Task prompt >> Retype the opening lines of the data exactly, stopping after the line that contains "find felted wool". Skip every picture.

Stored data entries
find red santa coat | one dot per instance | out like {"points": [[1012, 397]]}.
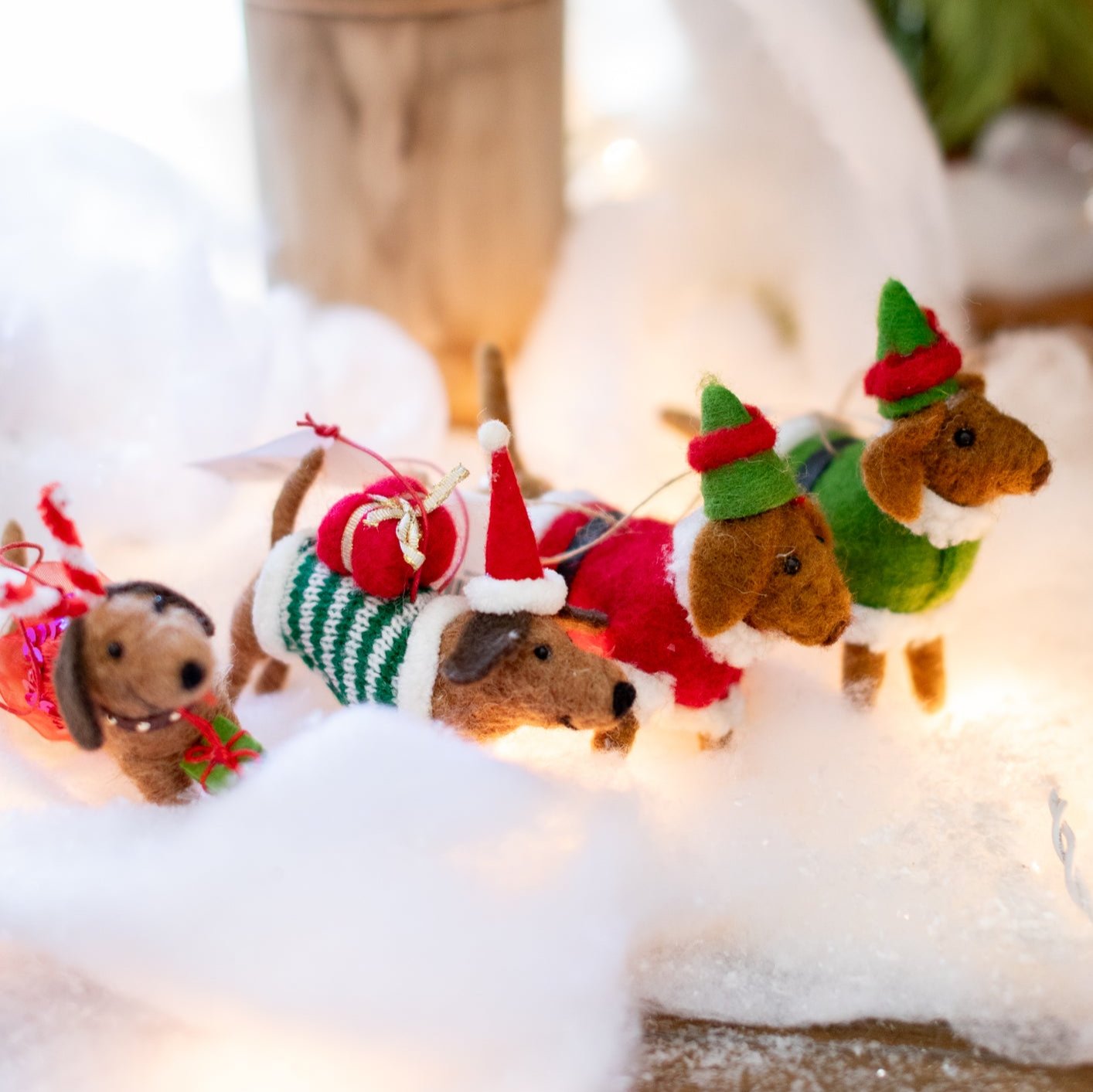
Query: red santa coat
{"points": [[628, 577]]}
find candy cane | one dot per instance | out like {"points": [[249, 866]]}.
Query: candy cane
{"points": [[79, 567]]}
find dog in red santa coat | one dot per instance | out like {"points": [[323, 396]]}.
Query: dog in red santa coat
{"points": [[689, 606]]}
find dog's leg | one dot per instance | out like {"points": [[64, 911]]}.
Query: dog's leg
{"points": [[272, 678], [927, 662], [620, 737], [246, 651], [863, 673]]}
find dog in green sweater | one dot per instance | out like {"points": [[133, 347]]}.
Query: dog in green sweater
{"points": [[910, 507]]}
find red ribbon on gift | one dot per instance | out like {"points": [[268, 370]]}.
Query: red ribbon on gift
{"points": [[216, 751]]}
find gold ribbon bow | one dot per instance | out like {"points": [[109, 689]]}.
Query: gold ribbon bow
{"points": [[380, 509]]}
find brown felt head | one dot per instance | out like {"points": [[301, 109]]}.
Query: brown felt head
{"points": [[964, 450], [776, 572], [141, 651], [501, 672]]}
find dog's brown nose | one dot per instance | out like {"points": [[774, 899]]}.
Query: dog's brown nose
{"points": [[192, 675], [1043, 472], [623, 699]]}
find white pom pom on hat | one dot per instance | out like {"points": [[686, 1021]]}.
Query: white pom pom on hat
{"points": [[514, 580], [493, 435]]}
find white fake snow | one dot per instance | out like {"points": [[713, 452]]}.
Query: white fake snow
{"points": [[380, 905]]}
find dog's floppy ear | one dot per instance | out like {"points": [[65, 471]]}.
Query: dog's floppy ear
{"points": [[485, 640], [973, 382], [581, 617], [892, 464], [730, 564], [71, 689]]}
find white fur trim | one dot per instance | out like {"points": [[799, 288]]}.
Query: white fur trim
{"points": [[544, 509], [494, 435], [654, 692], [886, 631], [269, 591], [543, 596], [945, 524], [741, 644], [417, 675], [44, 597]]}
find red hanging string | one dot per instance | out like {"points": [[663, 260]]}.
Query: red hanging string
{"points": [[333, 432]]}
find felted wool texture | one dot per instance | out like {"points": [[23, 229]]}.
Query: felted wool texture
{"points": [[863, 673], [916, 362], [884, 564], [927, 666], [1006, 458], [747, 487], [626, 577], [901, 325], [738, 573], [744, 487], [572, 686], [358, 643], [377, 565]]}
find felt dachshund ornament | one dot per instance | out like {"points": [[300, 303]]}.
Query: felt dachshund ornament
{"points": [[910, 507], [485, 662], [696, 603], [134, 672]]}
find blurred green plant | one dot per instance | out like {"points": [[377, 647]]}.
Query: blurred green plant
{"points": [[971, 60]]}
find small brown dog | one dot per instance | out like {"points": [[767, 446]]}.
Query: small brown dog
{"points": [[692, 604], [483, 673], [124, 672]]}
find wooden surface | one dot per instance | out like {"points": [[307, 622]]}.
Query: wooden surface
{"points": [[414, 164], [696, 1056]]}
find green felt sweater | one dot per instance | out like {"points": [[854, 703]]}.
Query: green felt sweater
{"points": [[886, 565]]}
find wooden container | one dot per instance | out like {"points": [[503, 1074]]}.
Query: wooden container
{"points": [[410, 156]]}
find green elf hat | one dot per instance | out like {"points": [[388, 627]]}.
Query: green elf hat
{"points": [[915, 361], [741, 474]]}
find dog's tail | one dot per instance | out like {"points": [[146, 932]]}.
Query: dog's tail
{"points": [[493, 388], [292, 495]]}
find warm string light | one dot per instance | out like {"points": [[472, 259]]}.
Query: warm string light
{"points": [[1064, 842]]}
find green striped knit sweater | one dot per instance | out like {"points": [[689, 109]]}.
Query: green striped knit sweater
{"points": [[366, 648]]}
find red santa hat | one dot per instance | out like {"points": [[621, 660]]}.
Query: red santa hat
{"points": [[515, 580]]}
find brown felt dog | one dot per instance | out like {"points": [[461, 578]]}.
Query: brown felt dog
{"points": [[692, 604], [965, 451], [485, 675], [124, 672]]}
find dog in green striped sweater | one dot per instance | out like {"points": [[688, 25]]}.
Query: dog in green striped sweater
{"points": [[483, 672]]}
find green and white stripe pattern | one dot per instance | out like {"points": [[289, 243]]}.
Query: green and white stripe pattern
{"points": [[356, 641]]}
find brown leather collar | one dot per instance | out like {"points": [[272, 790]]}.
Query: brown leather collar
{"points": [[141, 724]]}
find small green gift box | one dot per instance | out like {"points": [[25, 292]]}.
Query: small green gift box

Task solution >>
find red santa coat | one dot per instance | out like {"points": [[1012, 397]]}.
Query: red santa coat
{"points": [[628, 577]]}
find candy cane | one dot per instance | out like {"points": [[249, 866]]}.
Query: candy cane
{"points": [[79, 567]]}
find dog in red santa coat | one dot per instance | out like {"points": [[323, 396]]}.
Query: dog in red santa coat
{"points": [[689, 606]]}
find dog's leg | one dot per instance | out like {"points": [[64, 911]]}.
Query: dog's leg
{"points": [[272, 678], [927, 662], [620, 737], [246, 651], [863, 673]]}
find dog in green sweater | one dot per instance | out like {"points": [[133, 347]]}.
Query: dog in green sweater
{"points": [[910, 507]]}
find red ribbon on gift | one dot per instance | out like {"points": [[268, 370]]}.
Query: red ribbon on gift
{"points": [[216, 751]]}
find gold ribbon bow | one dot per instance | out like {"points": [[109, 689]]}.
Query: gold ribbon bow
{"points": [[380, 509]]}
find brown felt head | one dot per instance | out like {"points": [[301, 109]]}.
Query: brown felt head
{"points": [[964, 450], [776, 572], [141, 651], [501, 672]]}
find dog's brown nose | one dot per instance | out like {"points": [[774, 899]]}.
Query: dog's brown nose
{"points": [[192, 675], [1043, 472], [623, 699]]}
find white pom pom on hat | one dot per instance | out like {"points": [[686, 1021]]}.
Query: white pom pom on hat
{"points": [[514, 580], [493, 435]]}
find white fake snow | one dot per instance | out like {"points": [[713, 452]]}.
Query: white fake snow
{"points": [[380, 905]]}
find dog's floppy ear | one dot per instance | out like {"points": [[65, 471]]}.
Query: dog's floppy ear
{"points": [[485, 640], [973, 382], [581, 617], [892, 464], [730, 564], [71, 689]]}
find white fur trim | one dot per instance | out like {"points": [[799, 288]]}.
Query: white fur trim
{"points": [[544, 509], [494, 435], [654, 692], [886, 631], [269, 591], [543, 596], [945, 524], [741, 644], [417, 675], [44, 597]]}
find red hanging string | one dot per instance | out like {"points": [[663, 260]]}.
Query: red hanging string
{"points": [[333, 432]]}
find felted wool texture | one dot per instance | out like {"points": [[23, 229]]}.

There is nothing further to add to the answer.